**Source document**
---*---

50.92 seconds to extract non-car features...
6.36 seconds to scale/transform features...
Using: 9 orientations 8 pixels per cell and 2 cells per block
Feature vector length: 8460
31.16 seconds to train Linear SVM...
Test Accuracy of SVC = 0.9904
Sliding Window Search
1. Describe how (and identify where in your code) you implemented a sliding window search. How did you decide what scales to search and how much to overlap windows?
For testing on images I used the sliding_window functions provided in the lessons. Its in cell #5 of the IPython notebook. I used a single window size (96, 96), and an overlap of (0.75, 0.75). For the project I did not find the need to use multiple scales.
Here are the example outputs:
However for actual video processing I used the find_cars method with a scale of 1.5 (also in cell #5) because it uses HOG subsampling search and is more efficient.
2. Show some examples of test images to demonstrate how your pipeline is working. What did you do to optimize the performance of your classifier?
I decided to use all the three types of features (HOG, histogram and spatial) so that the classifier does not overfit. I also decided to use the YCrCb colorspace because it was giving the best results. Here are the example images.
—
Video Implementation
1. Provide a link to your final video output. Your pipeline should perform reasonably well on the entire project video (somewhat wobbly or unstable bounding boxes are ok as long as you are identifying the vehicles most of the time with minimal false positives.)
Here’s a link to my video result The code for my video processing pipeline is in code cell #10 of the IPython Notebook.
2. Describe how (and identify where in your code) you implemented some kind of filter for false positives and some method for combining overlapping bounding boxes.
- I created a queue of last 30 frames.
- I recorded the positions of positive detections in each frame of the video using the find_cars method.
- From the positive detections I created a heatmap and added it to the queue.
- I then thresholded that map to identify vehicle positions. I removed detections that do not occur in atleast 15 frames as false positives.
- I then used
scipy.ndimage.measurements.label()
to identify individual blobs in the heatmap. I then assumed each blob corresponded to a vehicle. - I constructed bounding boxes to cover the area of each blob detected.

---*---

**Data extract**
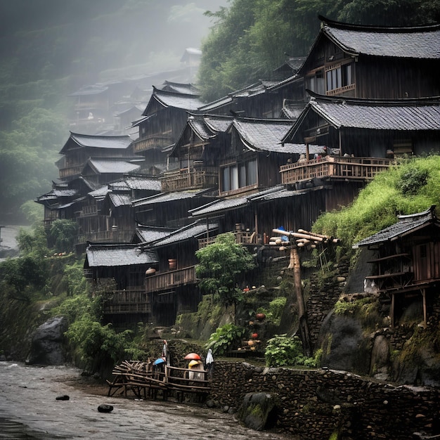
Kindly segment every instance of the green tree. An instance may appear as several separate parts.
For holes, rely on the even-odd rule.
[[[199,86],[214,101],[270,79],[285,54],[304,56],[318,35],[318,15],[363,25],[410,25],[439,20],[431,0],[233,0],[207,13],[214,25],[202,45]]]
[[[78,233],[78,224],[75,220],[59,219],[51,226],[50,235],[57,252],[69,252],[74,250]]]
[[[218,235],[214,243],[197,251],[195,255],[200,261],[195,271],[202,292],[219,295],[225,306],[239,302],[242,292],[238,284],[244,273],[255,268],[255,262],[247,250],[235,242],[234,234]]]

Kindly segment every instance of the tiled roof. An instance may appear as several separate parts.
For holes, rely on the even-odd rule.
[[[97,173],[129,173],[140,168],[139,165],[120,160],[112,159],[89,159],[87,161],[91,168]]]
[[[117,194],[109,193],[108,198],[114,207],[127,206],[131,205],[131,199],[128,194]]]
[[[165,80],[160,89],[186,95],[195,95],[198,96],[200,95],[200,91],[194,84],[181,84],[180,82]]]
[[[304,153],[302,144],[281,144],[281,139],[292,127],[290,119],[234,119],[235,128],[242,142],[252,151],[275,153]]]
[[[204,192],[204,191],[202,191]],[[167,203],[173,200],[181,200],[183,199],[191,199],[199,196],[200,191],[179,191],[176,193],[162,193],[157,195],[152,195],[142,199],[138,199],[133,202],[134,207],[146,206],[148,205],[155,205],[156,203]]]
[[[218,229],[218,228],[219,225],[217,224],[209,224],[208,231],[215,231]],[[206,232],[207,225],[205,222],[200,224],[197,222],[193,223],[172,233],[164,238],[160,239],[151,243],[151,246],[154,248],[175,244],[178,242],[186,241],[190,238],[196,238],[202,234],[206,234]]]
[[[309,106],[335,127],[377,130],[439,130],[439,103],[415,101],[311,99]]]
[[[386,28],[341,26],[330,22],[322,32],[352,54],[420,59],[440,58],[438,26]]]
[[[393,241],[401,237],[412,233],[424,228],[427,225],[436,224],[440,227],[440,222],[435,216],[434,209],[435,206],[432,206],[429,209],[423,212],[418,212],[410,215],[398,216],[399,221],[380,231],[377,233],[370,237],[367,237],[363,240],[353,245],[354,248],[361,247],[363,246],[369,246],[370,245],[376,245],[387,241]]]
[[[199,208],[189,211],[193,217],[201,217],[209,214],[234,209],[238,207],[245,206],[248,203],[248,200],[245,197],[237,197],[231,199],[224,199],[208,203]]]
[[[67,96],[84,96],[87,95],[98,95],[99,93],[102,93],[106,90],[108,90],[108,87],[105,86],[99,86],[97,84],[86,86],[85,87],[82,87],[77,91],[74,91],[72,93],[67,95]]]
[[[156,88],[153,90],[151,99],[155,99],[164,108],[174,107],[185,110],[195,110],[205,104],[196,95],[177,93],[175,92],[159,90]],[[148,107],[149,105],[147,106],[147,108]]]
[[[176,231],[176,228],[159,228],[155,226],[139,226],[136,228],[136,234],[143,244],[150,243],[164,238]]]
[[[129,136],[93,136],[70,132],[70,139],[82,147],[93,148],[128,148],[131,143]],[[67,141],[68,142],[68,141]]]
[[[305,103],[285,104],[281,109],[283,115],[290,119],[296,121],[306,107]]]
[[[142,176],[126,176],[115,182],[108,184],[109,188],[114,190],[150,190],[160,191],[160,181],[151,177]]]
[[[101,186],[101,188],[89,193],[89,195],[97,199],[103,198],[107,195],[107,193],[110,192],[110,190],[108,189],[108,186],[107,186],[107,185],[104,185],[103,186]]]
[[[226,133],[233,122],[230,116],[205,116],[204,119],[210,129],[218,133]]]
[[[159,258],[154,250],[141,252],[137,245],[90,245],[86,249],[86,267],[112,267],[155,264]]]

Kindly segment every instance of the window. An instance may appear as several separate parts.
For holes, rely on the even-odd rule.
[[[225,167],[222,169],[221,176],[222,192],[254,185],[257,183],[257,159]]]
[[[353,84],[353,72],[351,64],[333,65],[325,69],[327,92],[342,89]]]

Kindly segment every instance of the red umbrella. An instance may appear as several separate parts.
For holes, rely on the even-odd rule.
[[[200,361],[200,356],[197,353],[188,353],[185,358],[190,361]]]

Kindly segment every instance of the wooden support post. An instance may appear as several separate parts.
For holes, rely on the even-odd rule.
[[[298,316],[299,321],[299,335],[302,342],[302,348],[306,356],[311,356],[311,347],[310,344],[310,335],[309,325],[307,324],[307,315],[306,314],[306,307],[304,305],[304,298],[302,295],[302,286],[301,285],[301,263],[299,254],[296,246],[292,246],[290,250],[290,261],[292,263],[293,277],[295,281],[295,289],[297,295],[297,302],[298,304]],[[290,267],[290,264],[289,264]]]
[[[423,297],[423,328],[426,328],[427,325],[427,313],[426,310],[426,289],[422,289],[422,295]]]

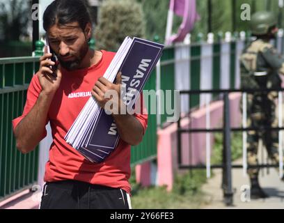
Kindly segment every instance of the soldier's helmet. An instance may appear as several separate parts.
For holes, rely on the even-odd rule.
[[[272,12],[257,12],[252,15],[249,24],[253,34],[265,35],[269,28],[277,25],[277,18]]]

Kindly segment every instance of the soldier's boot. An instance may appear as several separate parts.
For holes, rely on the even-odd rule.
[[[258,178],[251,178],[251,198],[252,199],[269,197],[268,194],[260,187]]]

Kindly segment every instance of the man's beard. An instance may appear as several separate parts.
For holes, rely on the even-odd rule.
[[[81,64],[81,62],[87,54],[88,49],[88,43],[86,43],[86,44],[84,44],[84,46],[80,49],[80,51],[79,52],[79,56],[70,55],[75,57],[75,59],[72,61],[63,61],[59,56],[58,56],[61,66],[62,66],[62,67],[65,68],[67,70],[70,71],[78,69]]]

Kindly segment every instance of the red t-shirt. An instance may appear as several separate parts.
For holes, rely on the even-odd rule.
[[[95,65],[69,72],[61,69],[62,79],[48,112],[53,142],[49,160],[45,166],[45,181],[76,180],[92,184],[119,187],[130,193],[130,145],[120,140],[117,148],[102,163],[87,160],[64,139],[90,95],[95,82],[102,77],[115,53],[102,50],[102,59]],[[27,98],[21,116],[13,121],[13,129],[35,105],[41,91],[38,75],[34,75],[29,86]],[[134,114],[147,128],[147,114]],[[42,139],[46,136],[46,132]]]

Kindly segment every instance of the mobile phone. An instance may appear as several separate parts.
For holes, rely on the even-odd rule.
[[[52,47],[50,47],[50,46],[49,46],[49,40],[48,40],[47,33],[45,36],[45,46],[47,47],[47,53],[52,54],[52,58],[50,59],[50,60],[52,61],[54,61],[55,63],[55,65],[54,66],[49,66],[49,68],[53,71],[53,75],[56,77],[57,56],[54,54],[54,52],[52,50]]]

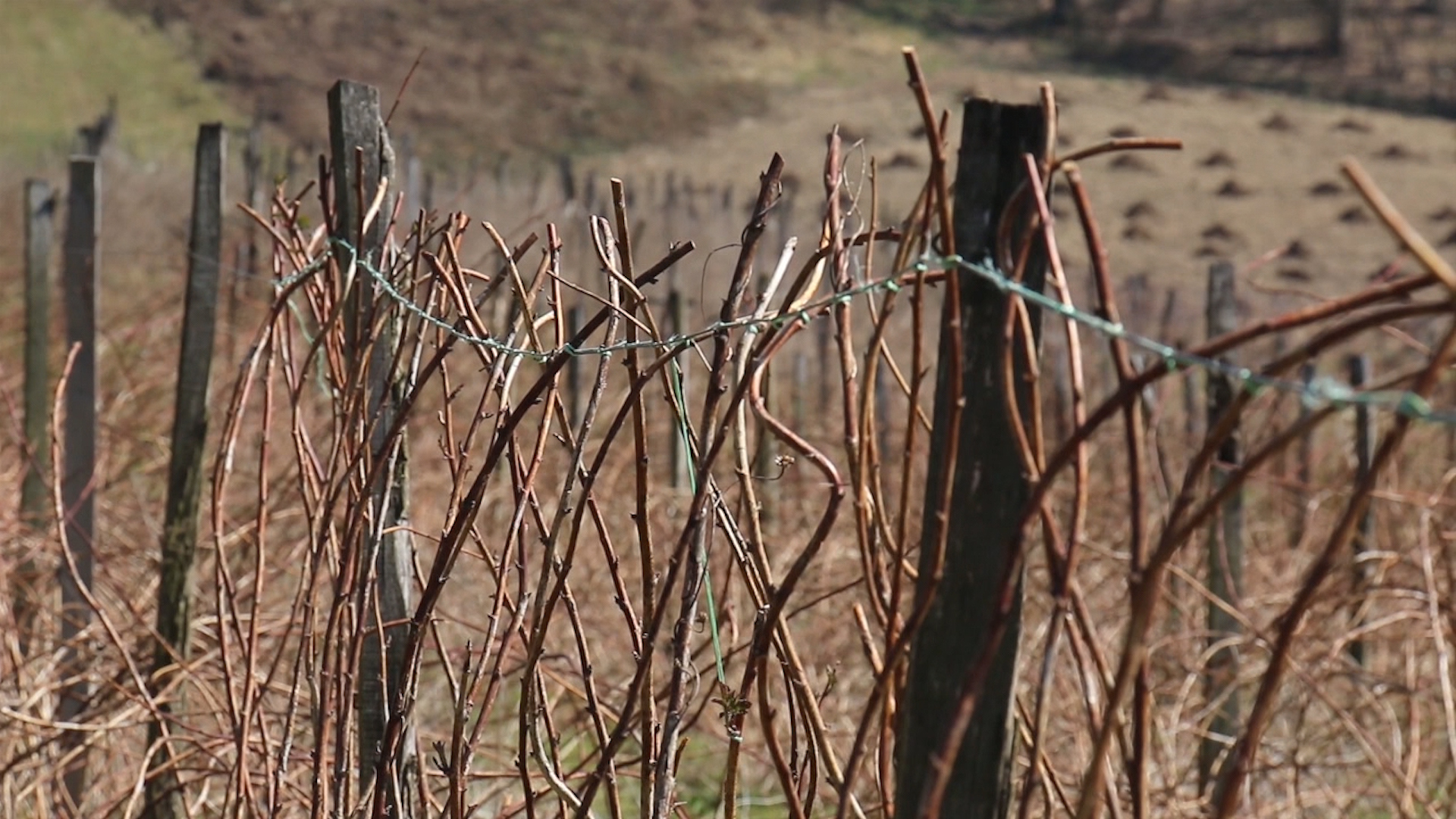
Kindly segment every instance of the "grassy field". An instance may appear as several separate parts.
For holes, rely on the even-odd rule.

---*---

Could you reproduce the vehicle detection writeup above in full, word for word?

50.92 seconds to extract non-car features...
6.36 seconds to scale/transform features...
Using: 9 orientations 8 pixels per cell and 2 cells per block
Feature vector length: 8460
31.16 seconds to train Linear SVM...
Test Accuracy of SVC = 0.9904
Sliding Window Search
1. Describe how (and identify where in your code) you implemented a sliding window search. How did you decide what scales to search and how much to overlap windows?
For testing on images I used the sliding_window functions provided in the lessons. Its in cell #5 of the IPython notebook. I used a single window size (96, 96), and an overlap of (0.75, 0.75). For the project I did not find the need to use multiple scales.
Here are the example outputs:
However for actual video processing I used the find_cars method with a scale of 1.5 (also in cell #5) because it uses HOG subsampling search and is more efficient.
2. Show some examples of test images to demonstrate how your pipeline is working. What did you do to optimize the performance of your classifier?
I decided to use all the three types of features (HOG, histogram and spatial) so that the classifier does not overfit. I also decided to use the YCrCb colorspace because it was giving the best results. Here are the example images.
—
Video Implementation
1. Provide a link to your final video output. Your pipeline should perform reasonably well on the entire project video (somewhat wobbly or unstable bounding boxes are ok as long as you are identifying the vehicles most of the time with minimal false positives.)
Here’s a link to my video result The code for my video processing pipeline is in code cell #10 of the IPython Notebook.
2. Describe how (and identify where in your code) you implemented some kind of filter for false positives and some method for combining overlapping bounding boxes.
- I created a queue of last 30 frames.
- I recorded the positions of positive detections in each frame of the video using the find_cars method.
- From the positive detections I created a heatmap and added it to the queue.
- I then thresholded that map to identify vehicle positions. I removed detections that do not occur in atleast 15 frames as false positives.
- I then used
scipy.ndimage.measurements.label()
to identify individual blobs in the heatmap. I then assumed each blob corresponded to a vehicle. - I constructed bounding boxes to cover the area of each blob detected.